> [Instructions to follow]:
Copy out, word for word, the rows below from the line containing "Locate every instance of the stone brick" through the last line of the rows, including both of those lines.

## Start Data provided

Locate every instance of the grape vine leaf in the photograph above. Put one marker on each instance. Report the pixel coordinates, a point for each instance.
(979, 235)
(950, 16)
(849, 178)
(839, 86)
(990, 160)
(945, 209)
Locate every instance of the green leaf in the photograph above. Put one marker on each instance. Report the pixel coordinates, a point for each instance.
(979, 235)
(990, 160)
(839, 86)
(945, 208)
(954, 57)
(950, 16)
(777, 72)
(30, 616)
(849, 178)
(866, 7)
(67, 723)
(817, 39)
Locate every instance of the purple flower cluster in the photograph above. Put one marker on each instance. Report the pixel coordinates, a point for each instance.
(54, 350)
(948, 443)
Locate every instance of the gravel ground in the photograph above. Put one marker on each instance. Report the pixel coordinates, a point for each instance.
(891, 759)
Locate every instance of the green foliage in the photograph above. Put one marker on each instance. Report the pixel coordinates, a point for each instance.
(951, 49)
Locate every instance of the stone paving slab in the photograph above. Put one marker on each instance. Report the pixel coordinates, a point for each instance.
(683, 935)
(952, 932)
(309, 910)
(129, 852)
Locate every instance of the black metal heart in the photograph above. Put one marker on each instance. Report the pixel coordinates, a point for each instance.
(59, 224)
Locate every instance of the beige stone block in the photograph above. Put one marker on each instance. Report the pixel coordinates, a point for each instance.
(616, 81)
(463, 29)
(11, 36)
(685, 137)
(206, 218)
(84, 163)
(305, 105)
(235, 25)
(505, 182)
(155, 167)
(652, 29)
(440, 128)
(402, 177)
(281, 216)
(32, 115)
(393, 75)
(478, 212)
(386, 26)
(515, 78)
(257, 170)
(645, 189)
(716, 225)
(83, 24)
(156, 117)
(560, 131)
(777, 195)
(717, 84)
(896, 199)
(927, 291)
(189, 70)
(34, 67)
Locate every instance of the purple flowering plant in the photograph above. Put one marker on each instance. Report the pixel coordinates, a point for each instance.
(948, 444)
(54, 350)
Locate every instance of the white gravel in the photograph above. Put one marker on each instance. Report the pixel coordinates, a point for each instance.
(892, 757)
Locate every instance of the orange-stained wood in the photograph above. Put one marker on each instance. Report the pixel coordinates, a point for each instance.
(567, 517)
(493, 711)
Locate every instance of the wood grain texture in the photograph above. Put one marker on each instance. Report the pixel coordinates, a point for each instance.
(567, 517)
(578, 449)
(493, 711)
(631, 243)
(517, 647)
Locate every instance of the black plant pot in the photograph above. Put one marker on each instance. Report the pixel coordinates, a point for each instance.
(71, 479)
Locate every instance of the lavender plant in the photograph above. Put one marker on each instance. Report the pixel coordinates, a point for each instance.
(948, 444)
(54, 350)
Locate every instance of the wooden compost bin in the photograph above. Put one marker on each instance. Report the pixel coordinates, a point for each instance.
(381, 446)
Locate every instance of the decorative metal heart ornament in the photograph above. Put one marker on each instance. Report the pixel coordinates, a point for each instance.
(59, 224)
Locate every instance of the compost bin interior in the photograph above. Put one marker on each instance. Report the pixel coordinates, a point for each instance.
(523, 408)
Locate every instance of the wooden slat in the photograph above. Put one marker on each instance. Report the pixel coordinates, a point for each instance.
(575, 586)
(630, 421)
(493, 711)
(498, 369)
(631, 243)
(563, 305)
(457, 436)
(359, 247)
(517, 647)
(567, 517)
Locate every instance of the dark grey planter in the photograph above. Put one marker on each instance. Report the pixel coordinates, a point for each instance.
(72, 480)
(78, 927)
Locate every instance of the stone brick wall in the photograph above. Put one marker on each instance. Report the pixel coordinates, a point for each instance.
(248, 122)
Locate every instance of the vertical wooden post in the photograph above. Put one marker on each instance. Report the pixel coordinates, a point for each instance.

## End Data provided

> [Result]:
Locate every instance of the stone brick wall in the photograph above. Put one marker on each instance. Report the pixel coordinates, a point for each instance.
(248, 122)
Locate every instance of the vertical wooden post in the photograph above. Put one marker on each instance. Report the pixel coordinates, a point for each instance.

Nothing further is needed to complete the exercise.